**DOCUMENT EXCERPT:**
- - - - -

Enterprise ML has a fragmentation problem. Five distinct approaches compete for the same budget, and each vendor claims theirs is best. The truth is that each approach has a genuine sweet spot and genuine limitations. This comparison strips away the marketing and evaluates all five on the dimensions that matter: accuracy, time to value, team requirements, cost per prediction task, and which data structures they handle.
All accuracy numbers come from the RelBench benchmark (7 databases, 30 tasks, 103M+ rows, temporal splits). This is the only benchmark designed for multi-table relational data with proper temporal evaluation.
five_approaches_head_to_head
| Metric | Manual ML | AutoML | LLMs on Tables | Custom GNN | Foundation Model |
|---|---|---|---|---|---|
| AUROC (RelBench) | 62.44 | ~63-65 | 68.06 | 75.83 | 76.71 / 81.14 |
| Time to 1st Prediction | 3-6 months | 1-3 months | Hours | 3-6 months | Minutes |
| Cost for 10 Models | $1.5M-5M | $500K-2M | $200K-500K | $1M-3M | $100K-300K |
| Feature Engineering | 100% manual | 100% manual | None (serialized) | None (learned) | None (learned) |
| Team Required | 2-3 data scientists | 1 data scientist | 1 ML engineer | 2-3 GNN specialists | SQL-literate analyst |
| Multi-table Support | Manual joins | Manual joins | Serialization | Native graph | Native graph |
| Cold-start Entities | No | No | Limited | Yes | Yes |
| Marginal Cost/Task | $150K-500K | $100K-300K | $50K-100K | $50K-200K | Near-zero |
All accuracy numbers from RelBench (7 databases, 30 tasks, 103M+ rows, temporal splits). Foundation models lead on accuracy, speed, and cost simultaneously.
Approach 1: Manual ML pipelines
A team of data scientists writes SQL to engineer features from your relational database, builds a flat feature table, trains a gradient-boosted model (XGBoost, LightGBM), and deploys it through a serving layer.
How it works
The data scientist studies the database schema, writes SQL joins across relevant tables, computes aggregate features (count, sum, average, max, min across time windows), trains a model on the flat output, tunes hyperparameters, validates with temporal splits, and deploys. Each new prediction task repeats this cycle.

- - - - -

**INFORMATION PROVIDED:**
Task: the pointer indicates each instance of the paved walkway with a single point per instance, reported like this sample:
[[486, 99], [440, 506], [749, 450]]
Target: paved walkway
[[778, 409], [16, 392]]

- - - - -

**STUDY QUESTIONS:**
1. Do these statements agree with the enterprise ML comparison? Answer yes or no for each, and quote the deciding words.
(a) RelBench is presented as a benchmark built for single-table data.
(b) In a manual ML pipeline, the whole cycle is repeated for every new prediction task.
(c) The manual pipeline trains a neural network on the flat feature table.
2. Can you carry the enterprise ML comparison further, starting from where it stops?
The listing is separate material with no connection to the enterprise ML comparison.

**RESPONSES BY TASK:**
1.
(a) No: "the only benchmark designed for multi-table relational data with proper temporal evaluation"
(b) Yes: "Each new prediction task repeats this cycle."
(c) No: "trains a gradient-boosted model (XGBoost, LightGBM)"

2.
Accuracy
On RelBench, LightGBM with features engineered by a Stanford-trained data scientist achieves 62.44 average AUROC on classification tasks. This is the best-effort result with unlimited time, full domain knowledge, and experienced practitioners. The accuracy ceiling is set by what the human can engineer, not by the model's capacity.
Time and cost
3 to 6 months per prediction model. Team of 2 to 3 data scientists at $200K to $300K fully loaded cost each. Per-model cost: $150K to $500K including infrastructure and opportunity cost. For 10 models: $1.5M to $5M over 2 to 3 years.
When it makes sense
- Single-table data where feature engineering is minimal
- Highly regulated domains requiring full feature transparency
- Established teams with deep domain expertise in the specific prediction
- One or two high-value models that justify the investment
When it breaks down
- Multi-table data requiring complex cross-table features
- More than 5 prediction tasks (cost scales linearly with tasks)
- Cold-start entities with no historical features
- Teams that cannot hire or retain data scientists
what_each_approach_sees_for_customer_C-482
| Signal | Manual ML | AutoML | LLM | GNN | Foundation Model |
|---|---|---|---|---|---|
| Own attributes (age, balance) | Yes | Yes | Yes | Yes | Yes |
| 30-day order count = 5 | Yes | Yes | Yes | Yes | Yes |
| Orders declining (5,4,3,2,1) | No (aggregated) | No (aggregated) | Partial | Yes | Yes |
| Bought same products as churners | No (3-hop) | No (3-hop) | No | Yes | Yes |
| Support agent has low resolution rate | No (2-hop) | No (2-hop) | No | Yes | Yes |
| Prediction accuracy (AUROC) | 62.44 | ~63-65 | 68.06 | 75.83 | 76.71 |
Highlighted: signals that only graph-based approaches capture. The 14-point AUROC gap between manual ML and foundation models comes from these invisible multi-hop and temporal patterns.
Approach 2: AutoML platforms
Upload a flat feature table to an AutoML platform. The platform automatically tests hundreds of model architectures, tunes hyperparameters, selects features, and produces a deployable model.
How it works
You prepare a flat feature table (this step is still manual). The platform runs automated experiments: trying logistic regression, random forests, gradient-boosted trees, neural networks, and ensembles. It selects the best model based on cross-validation performance and provides a deployment endpoint.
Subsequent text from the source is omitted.